*Written task:* Please state how many of the lines below contain the word "wheel". Give only the number.

(Region annotation entries)
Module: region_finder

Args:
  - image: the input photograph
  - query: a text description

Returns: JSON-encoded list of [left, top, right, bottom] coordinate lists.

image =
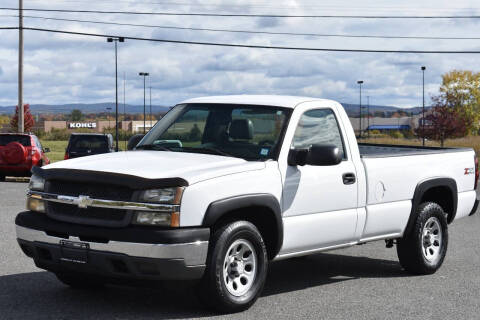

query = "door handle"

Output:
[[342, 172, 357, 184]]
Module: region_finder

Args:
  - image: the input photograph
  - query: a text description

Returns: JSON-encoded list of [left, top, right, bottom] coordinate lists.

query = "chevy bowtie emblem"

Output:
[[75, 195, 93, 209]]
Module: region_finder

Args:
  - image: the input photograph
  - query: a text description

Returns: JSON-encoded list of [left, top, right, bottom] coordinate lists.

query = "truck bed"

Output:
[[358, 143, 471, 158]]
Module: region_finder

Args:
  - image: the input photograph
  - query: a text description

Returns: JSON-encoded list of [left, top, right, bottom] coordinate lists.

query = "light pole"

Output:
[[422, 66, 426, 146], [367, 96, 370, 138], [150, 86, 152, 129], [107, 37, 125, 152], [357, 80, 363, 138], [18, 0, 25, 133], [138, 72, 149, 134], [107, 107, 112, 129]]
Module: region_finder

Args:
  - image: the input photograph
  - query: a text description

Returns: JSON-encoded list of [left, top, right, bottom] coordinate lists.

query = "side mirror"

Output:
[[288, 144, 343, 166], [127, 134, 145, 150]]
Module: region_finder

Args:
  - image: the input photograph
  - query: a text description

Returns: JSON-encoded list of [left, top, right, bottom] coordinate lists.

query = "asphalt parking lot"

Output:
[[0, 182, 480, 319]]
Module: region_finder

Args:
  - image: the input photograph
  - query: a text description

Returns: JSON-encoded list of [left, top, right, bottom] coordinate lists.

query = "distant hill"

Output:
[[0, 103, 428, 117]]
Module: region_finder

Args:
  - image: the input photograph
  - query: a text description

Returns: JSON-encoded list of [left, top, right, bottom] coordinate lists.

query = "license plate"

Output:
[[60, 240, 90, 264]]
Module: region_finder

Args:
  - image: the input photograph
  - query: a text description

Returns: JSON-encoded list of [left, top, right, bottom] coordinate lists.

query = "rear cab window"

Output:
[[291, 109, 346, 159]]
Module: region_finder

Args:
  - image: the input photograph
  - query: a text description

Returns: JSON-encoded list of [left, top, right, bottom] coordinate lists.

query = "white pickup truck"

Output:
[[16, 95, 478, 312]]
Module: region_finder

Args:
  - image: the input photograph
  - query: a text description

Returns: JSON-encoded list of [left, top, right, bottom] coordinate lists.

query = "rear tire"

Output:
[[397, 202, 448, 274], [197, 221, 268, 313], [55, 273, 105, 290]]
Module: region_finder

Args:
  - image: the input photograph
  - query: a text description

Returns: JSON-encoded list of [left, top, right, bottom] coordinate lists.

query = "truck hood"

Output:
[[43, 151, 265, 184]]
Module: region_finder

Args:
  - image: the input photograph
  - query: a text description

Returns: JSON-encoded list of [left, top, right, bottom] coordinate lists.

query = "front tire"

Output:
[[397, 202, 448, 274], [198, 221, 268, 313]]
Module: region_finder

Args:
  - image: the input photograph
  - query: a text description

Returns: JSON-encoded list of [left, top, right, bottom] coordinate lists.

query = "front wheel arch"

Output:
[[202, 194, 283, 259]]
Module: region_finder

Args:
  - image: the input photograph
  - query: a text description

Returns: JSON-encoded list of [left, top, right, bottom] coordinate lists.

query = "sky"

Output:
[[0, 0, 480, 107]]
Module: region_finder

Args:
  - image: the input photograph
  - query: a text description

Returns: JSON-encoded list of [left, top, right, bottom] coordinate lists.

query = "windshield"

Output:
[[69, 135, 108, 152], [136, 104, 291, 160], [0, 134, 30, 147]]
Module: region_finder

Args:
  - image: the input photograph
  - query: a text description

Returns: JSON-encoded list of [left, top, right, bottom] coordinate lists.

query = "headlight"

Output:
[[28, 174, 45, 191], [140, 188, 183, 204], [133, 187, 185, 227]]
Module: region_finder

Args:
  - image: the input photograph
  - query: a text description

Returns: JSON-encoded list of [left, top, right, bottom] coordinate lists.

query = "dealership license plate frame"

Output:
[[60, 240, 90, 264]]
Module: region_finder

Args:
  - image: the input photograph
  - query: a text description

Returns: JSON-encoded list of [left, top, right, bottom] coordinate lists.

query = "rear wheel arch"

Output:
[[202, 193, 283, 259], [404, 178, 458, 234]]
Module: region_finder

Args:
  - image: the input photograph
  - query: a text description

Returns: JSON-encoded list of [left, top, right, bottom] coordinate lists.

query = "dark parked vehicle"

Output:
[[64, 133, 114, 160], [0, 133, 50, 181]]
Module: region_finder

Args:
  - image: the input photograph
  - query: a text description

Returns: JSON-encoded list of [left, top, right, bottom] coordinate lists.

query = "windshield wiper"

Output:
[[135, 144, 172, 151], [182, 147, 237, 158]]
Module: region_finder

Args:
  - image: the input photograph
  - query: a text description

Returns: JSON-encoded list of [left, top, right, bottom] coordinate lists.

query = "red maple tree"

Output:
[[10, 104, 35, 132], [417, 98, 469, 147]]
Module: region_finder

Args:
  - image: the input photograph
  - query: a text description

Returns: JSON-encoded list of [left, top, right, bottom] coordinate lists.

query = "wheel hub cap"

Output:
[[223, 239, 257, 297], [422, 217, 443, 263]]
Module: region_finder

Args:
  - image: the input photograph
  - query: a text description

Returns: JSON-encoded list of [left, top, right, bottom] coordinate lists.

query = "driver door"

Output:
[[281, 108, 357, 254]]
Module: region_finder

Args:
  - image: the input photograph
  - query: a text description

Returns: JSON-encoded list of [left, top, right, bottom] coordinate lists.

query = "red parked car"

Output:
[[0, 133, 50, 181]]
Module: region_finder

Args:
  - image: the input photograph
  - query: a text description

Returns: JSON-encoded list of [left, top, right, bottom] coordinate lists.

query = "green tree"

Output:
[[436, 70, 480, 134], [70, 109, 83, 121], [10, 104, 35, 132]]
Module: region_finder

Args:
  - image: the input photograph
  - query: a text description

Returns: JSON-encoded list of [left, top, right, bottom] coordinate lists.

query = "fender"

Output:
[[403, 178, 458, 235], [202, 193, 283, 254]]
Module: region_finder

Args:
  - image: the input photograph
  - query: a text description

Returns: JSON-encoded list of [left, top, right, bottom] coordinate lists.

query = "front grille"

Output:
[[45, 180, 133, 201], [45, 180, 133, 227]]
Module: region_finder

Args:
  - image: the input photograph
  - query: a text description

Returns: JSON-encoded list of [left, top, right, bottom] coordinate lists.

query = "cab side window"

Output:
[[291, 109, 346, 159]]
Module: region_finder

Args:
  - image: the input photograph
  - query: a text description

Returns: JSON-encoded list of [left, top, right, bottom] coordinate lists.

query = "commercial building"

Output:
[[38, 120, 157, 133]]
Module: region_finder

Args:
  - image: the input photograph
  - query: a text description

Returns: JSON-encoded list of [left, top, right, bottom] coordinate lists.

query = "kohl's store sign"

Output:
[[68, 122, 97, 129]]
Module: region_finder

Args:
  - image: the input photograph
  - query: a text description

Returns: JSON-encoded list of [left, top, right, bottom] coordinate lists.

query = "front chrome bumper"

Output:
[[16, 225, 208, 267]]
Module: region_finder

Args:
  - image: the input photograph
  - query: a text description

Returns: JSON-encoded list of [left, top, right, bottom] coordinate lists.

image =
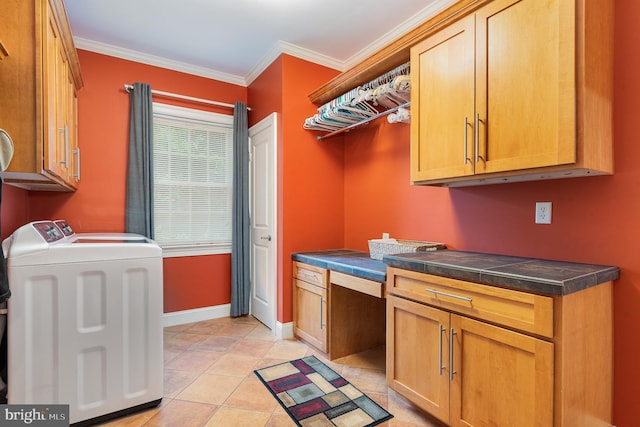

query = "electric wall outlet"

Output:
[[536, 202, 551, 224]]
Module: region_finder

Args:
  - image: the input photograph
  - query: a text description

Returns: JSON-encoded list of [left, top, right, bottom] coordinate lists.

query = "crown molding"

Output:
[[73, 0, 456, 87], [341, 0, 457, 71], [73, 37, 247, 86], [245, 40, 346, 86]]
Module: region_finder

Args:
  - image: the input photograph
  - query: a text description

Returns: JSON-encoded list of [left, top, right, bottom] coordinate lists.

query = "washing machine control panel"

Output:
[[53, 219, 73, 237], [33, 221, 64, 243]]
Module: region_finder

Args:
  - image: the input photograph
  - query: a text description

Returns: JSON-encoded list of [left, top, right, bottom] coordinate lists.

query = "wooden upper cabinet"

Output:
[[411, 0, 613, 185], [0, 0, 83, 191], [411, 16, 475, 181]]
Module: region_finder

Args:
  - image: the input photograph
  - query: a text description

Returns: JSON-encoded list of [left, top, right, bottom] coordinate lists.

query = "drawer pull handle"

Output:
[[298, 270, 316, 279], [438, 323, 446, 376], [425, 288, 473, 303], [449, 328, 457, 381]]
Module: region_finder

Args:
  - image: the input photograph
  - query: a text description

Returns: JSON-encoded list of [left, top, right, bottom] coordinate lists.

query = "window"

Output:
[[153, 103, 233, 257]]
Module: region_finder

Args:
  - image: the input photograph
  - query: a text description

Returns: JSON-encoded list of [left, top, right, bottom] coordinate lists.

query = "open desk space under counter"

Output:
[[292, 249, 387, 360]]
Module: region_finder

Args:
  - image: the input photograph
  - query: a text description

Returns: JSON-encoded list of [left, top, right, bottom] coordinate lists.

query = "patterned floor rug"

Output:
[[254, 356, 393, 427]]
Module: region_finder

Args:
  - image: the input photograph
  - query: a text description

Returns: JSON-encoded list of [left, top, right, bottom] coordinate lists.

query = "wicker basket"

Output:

*Solved problem:* 3